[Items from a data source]
* begin *
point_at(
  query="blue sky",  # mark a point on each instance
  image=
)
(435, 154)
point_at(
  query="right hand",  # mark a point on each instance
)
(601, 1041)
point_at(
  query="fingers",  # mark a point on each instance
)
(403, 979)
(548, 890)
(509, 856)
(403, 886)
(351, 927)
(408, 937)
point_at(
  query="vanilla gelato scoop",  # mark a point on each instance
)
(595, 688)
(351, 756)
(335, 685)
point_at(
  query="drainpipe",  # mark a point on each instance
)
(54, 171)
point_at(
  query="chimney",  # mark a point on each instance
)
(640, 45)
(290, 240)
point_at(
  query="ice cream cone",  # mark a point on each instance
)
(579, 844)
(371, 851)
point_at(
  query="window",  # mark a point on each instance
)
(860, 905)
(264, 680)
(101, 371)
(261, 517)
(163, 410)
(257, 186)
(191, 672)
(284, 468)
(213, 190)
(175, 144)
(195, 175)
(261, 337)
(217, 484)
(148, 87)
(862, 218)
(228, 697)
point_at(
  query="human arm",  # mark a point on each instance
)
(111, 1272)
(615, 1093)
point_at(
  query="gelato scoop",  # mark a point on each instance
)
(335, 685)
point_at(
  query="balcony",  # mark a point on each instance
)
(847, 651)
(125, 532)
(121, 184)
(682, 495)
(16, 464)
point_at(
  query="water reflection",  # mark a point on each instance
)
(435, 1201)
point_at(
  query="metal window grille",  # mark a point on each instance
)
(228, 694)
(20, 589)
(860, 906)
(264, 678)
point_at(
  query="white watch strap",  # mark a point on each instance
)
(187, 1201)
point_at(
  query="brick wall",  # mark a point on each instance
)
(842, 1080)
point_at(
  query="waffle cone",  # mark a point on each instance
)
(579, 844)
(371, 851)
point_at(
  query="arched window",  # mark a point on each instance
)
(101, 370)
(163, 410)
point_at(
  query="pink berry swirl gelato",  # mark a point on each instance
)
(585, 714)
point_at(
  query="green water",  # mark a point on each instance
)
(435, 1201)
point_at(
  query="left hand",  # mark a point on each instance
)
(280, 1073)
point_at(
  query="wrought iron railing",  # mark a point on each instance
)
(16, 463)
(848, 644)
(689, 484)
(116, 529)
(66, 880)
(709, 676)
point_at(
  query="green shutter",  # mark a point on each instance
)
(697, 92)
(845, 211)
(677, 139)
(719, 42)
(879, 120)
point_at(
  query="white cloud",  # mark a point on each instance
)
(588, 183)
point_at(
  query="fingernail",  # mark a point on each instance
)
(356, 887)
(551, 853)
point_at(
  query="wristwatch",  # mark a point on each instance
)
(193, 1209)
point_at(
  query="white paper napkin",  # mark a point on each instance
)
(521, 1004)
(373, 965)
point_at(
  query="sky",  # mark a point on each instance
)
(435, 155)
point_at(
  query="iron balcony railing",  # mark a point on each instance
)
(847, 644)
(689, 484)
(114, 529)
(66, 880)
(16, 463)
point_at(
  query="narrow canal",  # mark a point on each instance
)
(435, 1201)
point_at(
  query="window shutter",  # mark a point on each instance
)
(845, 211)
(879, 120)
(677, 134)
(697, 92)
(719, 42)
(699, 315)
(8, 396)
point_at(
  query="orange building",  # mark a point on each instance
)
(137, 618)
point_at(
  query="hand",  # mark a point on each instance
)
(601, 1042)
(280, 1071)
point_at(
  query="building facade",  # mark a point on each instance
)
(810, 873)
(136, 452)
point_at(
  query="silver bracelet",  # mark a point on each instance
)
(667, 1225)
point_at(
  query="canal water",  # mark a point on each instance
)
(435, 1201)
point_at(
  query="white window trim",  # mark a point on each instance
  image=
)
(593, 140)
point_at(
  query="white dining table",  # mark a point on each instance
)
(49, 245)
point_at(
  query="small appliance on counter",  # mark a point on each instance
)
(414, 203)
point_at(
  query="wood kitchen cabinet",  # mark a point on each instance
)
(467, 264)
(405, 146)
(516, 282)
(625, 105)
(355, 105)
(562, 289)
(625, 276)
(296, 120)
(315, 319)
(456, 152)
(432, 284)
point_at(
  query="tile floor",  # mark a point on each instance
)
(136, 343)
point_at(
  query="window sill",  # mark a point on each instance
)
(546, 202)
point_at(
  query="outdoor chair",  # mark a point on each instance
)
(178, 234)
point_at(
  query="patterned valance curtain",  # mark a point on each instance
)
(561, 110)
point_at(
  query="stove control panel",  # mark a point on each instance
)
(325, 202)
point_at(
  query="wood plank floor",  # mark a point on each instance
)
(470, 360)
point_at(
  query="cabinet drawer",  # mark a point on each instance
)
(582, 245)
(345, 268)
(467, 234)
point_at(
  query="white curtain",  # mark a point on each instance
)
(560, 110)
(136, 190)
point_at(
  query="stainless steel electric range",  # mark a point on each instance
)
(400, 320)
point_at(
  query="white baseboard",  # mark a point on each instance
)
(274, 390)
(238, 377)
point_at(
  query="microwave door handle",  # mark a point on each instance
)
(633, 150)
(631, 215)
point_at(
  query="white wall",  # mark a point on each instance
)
* end *
__PROBLEM__.
Pull out every line of the records above that contains the string "railing", and copy each one in full.

__WORKED ANSWER__.
  query="wrought iron railing",  # mark a point on each instance
  query="iron balcony railing",  # mark a point on each instance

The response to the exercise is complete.